■ Your tasks ■
**1)** In the news article about Nigeria's version of "Sesame Street," what is the show renamed?
**2)** Please resume the news article about Nigeria's version of "Sesame Street" from where it stops.

■ Text segment ■
** START **
- Associated Press - Wednesday, September 1, 2010

LAGOS, Nigeria | It looks a lot like “Sesame Street,” only that’s no Cookie Monster.

“What is so exciting about yams? Everything!” Zobi, a taxi-driving muppet, shouts in a Nigerian lilt to anyone who will listen. “I can fry the yam. I can toast it. I can boil it. I love yams!”

“Sesame Street,” once a mainstay for a generation of Nigerian children who grew up with the U.S. show on the state-run TV network, will return to screens in Africa’s most populous nation this fall, funded by American taxpayers but distinctively Nigerian.

Produced and voiced by Nigerians in formal — if squeaky — English, the show aims to educate a country nearly half of whose 150 million people are 14 or younger. Its issues focus on the same challenges faced by children in a country where many have to work instead of going to school: AIDS, malaria nets, gender equality — and yams, a staple of Nigerian meals.

Nigeria is diverse; we have 250 different ethnic groups, so many different languages. We don’t have the same customs. We do think differently,” executive producer Yemisi Ilo said. But “children are children. All children love songs and all children love furry, muppety, animal-type things.”

Renamed “Sesame Square,” the show will air 26 episodes in the first of its scheduled three seasons, with one show for each letter of the alphabet.
** END **
■ Material shown ■
** START **
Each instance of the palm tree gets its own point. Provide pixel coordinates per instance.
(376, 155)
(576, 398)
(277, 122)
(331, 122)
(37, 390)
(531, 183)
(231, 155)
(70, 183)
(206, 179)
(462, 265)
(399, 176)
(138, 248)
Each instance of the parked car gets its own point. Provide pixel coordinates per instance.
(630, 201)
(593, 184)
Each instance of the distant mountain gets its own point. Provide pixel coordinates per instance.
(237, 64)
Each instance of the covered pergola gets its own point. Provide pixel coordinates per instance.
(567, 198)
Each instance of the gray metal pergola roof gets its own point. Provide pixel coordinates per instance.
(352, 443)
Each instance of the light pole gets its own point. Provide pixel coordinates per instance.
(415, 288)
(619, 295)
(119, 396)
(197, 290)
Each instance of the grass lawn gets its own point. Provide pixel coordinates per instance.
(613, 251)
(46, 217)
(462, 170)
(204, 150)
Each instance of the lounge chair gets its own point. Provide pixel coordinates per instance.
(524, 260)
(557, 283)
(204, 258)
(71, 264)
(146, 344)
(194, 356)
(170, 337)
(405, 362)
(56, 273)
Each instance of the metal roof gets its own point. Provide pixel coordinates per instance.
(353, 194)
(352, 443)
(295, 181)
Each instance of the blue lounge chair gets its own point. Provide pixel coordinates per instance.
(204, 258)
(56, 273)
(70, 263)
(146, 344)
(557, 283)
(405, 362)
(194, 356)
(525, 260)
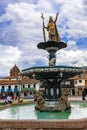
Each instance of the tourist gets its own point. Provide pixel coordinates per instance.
(9, 99)
(52, 29)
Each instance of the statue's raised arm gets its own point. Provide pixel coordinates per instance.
(53, 34)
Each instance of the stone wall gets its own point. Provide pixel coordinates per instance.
(80, 124)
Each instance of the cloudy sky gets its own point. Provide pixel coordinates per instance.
(21, 31)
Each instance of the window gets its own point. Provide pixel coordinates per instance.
(15, 86)
(9, 86)
(28, 85)
(80, 81)
(3, 87)
(75, 82)
(23, 86)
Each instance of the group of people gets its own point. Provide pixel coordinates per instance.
(8, 100)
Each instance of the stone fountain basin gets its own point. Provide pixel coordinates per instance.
(76, 123)
(78, 111)
(49, 72)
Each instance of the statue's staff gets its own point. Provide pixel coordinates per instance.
(43, 27)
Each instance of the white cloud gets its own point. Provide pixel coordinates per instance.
(26, 30)
(8, 57)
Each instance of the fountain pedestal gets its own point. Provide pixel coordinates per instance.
(52, 76)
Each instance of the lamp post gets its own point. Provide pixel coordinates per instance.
(19, 79)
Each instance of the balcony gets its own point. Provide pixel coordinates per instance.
(16, 90)
(9, 90)
(2, 90)
(28, 89)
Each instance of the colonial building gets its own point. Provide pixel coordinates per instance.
(76, 84)
(13, 84)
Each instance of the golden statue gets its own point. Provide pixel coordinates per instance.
(53, 34)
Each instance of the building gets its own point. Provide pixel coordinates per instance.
(13, 84)
(76, 84)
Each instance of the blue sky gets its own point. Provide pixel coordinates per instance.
(21, 31)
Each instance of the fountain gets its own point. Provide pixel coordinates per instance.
(52, 99)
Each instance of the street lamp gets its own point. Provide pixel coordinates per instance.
(19, 79)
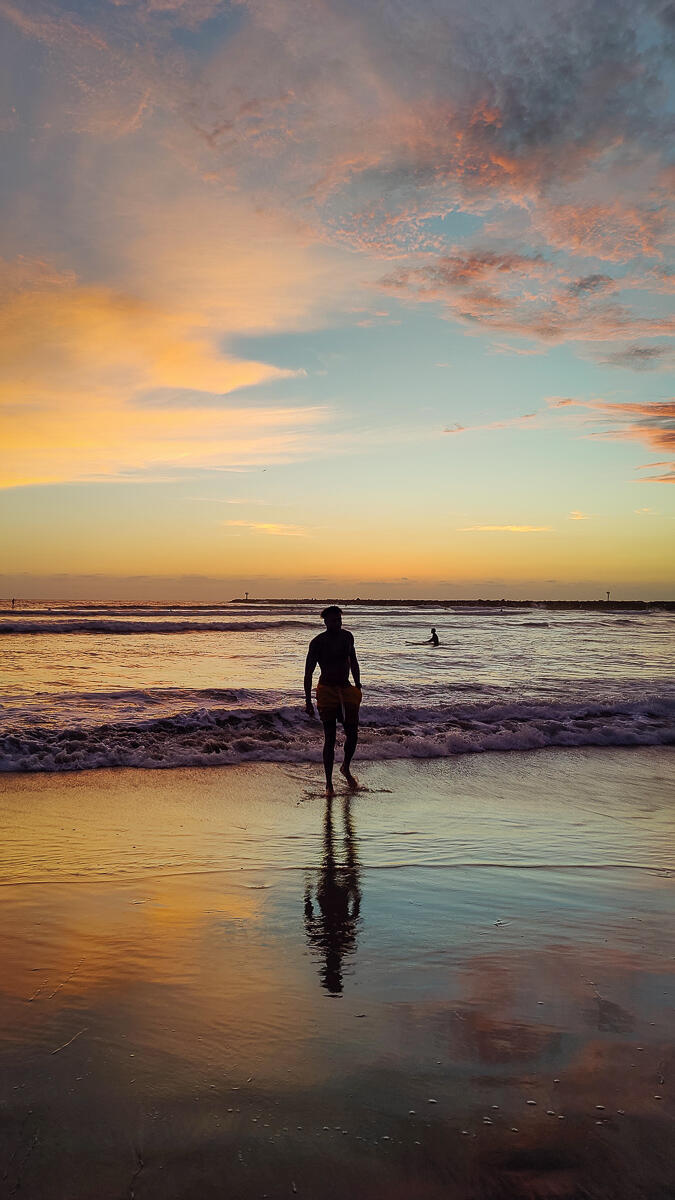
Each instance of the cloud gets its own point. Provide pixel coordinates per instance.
(525, 420)
(77, 363)
(525, 295)
(506, 529)
(640, 358)
(268, 527)
(652, 423)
** END **
■ Answers per task ■
**1)** "Sesame Square"

**2)**
The lead muppets are Kami, whose yellow fur matches the dandelion on her vest, and Zobi, who resembles a mint-green shag carpet. Kami is an orphan with HIV who explains blood safety to children through her own story. Zobi, whose yellow cab lacks an engine, teaches by ineptness, getting entangled in a mosquito net while explaining malaria prevention.

They live not on a fictional U.S. city street but in “Sesame Square,” whose concrete homes and slatted windows mirror those found in Nigerian villages.

“A village square is somewhere where people gather around. It’s the news and information,” Mr. Ilo said. “It’s all across Nigeria.”

The muppets’ adventures take place between original recorded “Sesame Street” segments, redubbed with Nigerians voicing the parts of familiar characters such as Bert and Ernie. One live-action scene shows hijab-wearing girls in the Muslim-majority north kicking a soccer ball and proudly saying they can do anything a boy can do.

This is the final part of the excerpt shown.